**AIM OF THE TASK:** Starting with the line containing "Target: submerged rock" and continuing through the end of the data below, reproduce those lines with "dry grass" swapped for "withered grass" and everything else unchanged. Leave the pictures out of your answer.

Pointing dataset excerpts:
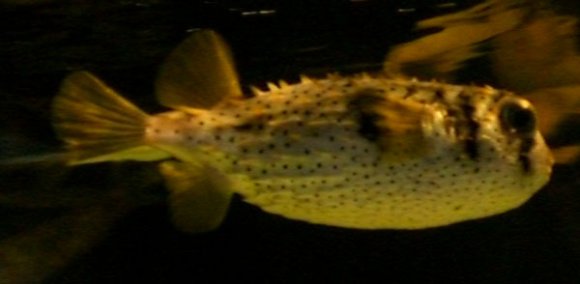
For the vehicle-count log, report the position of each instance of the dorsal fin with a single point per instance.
(199, 73)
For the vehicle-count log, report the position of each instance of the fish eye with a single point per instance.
(517, 118)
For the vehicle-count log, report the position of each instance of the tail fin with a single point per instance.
(97, 124)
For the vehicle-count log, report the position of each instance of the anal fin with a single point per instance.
(199, 196)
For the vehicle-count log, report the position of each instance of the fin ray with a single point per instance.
(199, 196)
(95, 122)
(199, 73)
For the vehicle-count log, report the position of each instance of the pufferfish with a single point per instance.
(362, 151)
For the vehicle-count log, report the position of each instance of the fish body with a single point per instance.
(362, 151)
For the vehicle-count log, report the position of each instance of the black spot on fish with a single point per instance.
(523, 156)
(472, 126)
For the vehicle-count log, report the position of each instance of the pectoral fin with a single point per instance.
(199, 73)
(395, 125)
(199, 196)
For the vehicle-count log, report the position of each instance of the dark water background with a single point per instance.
(124, 42)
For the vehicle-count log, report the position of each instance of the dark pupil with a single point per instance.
(518, 119)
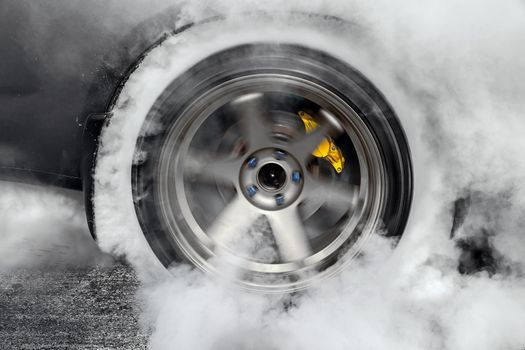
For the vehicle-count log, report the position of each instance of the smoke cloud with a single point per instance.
(454, 74)
(44, 229)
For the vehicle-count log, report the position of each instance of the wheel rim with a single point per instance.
(221, 240)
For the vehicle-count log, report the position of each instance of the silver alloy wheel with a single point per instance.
(238, 193)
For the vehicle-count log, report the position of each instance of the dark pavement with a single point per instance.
(91, 308)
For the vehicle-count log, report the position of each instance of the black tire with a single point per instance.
(305, 63)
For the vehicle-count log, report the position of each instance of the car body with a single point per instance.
(62, 78)
(61, 68)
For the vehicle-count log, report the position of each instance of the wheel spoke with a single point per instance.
(290, 234)
(255, 125)
(234, 220)
(222, 169)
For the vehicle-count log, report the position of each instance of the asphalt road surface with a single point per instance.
(91, 308)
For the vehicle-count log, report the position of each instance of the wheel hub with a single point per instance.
(271, 179)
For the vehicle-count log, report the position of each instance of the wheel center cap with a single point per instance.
(272, 176)
(271, 179)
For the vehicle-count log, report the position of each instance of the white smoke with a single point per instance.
(454, 73)
(44, 229)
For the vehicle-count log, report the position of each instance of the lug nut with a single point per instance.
(252, 162)
(279, 155)
(251, 190)
(296, 177)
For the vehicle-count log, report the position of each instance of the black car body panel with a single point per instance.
(62, 62)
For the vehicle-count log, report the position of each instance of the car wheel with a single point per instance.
(270, 165)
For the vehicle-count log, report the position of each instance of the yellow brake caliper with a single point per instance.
(327, 149)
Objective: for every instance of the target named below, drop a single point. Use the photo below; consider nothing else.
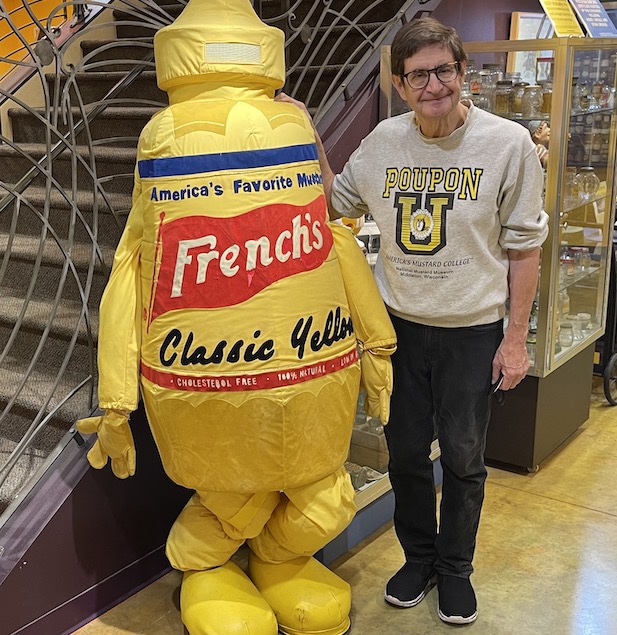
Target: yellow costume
(230, 309)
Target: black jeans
(442, 379)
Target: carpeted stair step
(130, 25)
(100, 165)
(319, 79)
(50, 377)
(29, 259)
(95, 86)
(121, 124)
(79, 216)
(329, 45)
(36, 316)
(115, 55)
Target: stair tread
(24, 247)
(42, 383)
(106, 75)
(117, 112)
(38, 312)
(38, 195)
(100, 152)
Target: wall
(482, 20)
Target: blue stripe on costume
(244, 160)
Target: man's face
(437, 99)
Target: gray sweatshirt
(448, 209)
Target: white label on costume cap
(232, 53)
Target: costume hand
(115, 442)
(376, 379)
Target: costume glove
(376, 379)
(115, 442)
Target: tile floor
(546, 560)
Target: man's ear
(397, 82)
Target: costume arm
(118, 354)
(371, 321)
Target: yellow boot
(223, 601)
(307, 598)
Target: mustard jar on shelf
(587, 182)
(532, 101)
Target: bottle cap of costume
(215, 40)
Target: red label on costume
(209, 262)
(257, 381)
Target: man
(456, 193)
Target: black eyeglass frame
(435, 71)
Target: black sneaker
(408, 586)
(457, 600)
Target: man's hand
(512, 362)
(115, 442)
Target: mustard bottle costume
(238, 311)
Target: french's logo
(206, 262)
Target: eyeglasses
(445, 73)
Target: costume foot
(307, 598)
(223, 601)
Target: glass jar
(587, 182)
(544, 69)
(532, 101)
(503, 90)
(566, 336)
(567, 265)
(531, 346)
(575, 95)
(571, 187)
(516, 98)
(564, 303)
(575, 323)
(585, 322)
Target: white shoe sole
(458, 619)
(407, 604)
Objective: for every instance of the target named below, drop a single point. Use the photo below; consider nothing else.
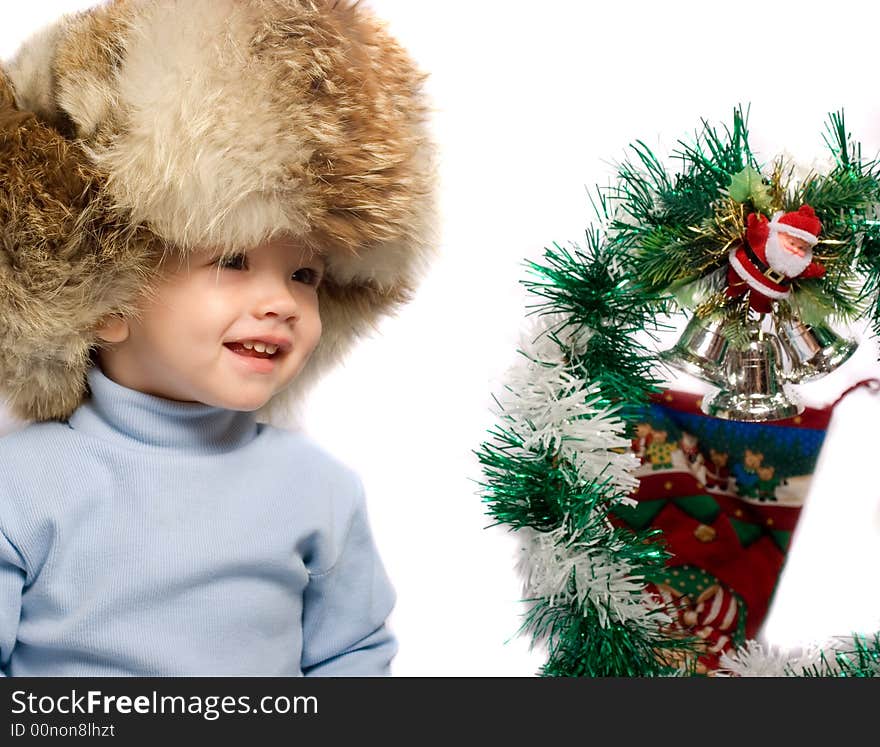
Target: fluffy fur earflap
(144, 124)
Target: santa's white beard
(784, 261)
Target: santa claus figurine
(774, 253)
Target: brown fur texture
(143, 125)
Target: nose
(275, 298)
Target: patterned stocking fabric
(727, 496)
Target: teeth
(260, 347)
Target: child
(186, 184)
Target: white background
(533, 103)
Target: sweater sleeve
(345, 610)
(12, 579)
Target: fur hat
(140, 125)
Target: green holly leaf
(748, 186)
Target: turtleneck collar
(117, 413)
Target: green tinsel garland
(663, 245)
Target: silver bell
(755, 389)
(813, 350)
(700, 350)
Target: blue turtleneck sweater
(149, 537)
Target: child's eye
(233, 262)
(307, 275)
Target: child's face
(179, 347)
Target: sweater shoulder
(306, 459)
(33, 445)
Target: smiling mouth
(237, 347)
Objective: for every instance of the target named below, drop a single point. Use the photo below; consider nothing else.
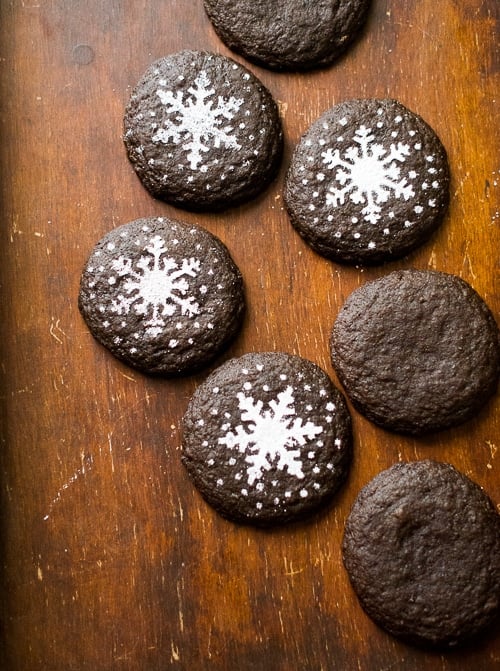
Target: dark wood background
(111, 560)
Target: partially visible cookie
(202, 132)
(163, 296)
(416, 351)
(421, 547)
(288, 34)
(368, 182)
(267, 438)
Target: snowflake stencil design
(156, 285)
(199, 121)
(270, 437)
(367, 174)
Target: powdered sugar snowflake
(157, 284)
(196, 122)
(367, 174)
(271, 436)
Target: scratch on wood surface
(110, 447)
(289, 570)
(54, 326)
(175, 652)
(87, 462)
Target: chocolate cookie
(368, 182)
(163, 296)
(288, 34)
(422, 550)
(201, 131)
(416, 351)
(267, 438)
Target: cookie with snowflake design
(163, 296)
(368, 182)
(422, 549)
(202, 132)
(416, 351)
(288, 34)
(267, 438)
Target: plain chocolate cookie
(288, 34)
(267, 438)
(368, 182)
(421, 547)
(202, 132)
(416, 350)
(161, 295)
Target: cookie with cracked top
(368, 182)
(416, 351)
(202, 132)
(421, 547)
(163, 296)
(267, 438)
(288, 34)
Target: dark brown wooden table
(111, 559)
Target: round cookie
(421, 547)
(288, 34)
(416, 350)
(368, 182)
(163, 296)
(202, 132)
(267, 438)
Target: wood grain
(111, 560)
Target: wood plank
(111, 560)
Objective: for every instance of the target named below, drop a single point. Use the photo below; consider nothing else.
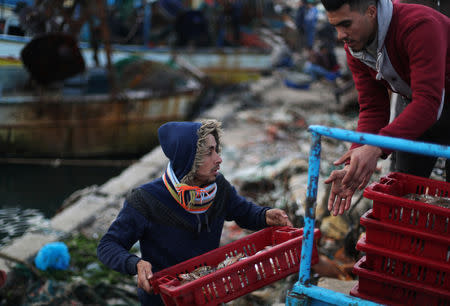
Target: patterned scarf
(193, 199)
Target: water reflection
(31, 194)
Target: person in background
(300, 23)
(310, 23)
(400, 47)
(181, 214)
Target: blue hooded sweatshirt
(164, 243)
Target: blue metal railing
(303, 293)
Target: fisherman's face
(354, 28)
(208, 170)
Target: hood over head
(178, 141)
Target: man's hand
(277, 217)
(144, 275)
(340, 196)
(363, 161)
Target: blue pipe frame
(303, 292)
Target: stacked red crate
(407, 244)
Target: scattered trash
(53, 255)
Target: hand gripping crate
(390, 207)
(390, 290)
(429, 275)
(256, 270)
(407, 240)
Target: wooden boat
(80, 121)
(221, 65)
(90, 125)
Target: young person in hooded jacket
(404, 48)
(180, 215)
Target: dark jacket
(164, 243)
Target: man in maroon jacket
(404, 48)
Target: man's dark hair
(355, 5)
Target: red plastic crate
(406, 240)
(389, 290)
(242, 277)
(390, 207)
(419, 271)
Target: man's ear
(372, 11)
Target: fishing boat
(78, 122)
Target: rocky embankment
(265, 154)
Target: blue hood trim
(178, 141)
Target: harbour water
(31, 194)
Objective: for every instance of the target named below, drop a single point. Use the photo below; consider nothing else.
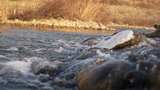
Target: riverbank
(70, 26)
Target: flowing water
(20, 49)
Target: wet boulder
(46, 67)
(156, 33)
(120, 40)
(116, 75)
(90, 41)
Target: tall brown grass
(132, 12)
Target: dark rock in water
(156, 33)
(118, 75)
(121, 75)
(46, 67)
(155, 77)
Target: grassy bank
(85, 14)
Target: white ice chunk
(21, 66)
(116, 39)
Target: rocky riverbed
(33, 60)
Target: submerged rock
(118, 75)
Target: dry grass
(132, 12)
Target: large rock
(46, 67)
(117, 75)
(120, 40)
(156, 33)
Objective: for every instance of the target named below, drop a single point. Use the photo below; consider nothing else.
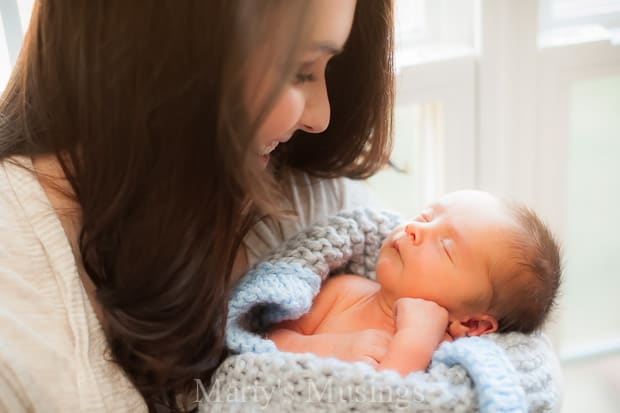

**COMPLETE RESPONSE:**
Target: submerged rock
(118, 75)
Target: withered grass
(132, 12)
Target: large rock
(46, 67)
(117, 75)
(120, 40)
(156, 33)
Objective: for every instance of the target named below, drop a single point. Use the photo below; consider nothing else.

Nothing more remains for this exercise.